*WHAT TO WORK ON:*
Please copy out the listing below with "man's hand" swapped for "person's hand" at each occurrence, keeping everything else the same.

*Saved entries:*
..............................

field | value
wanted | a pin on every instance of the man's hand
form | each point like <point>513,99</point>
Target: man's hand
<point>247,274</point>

..............................

*TASK OUTPUT:*
field | value
wanted | a pin on every instance of the person's hand
form | each point like <point>513,99</point>
Target: person's hand
<point>247,274</point>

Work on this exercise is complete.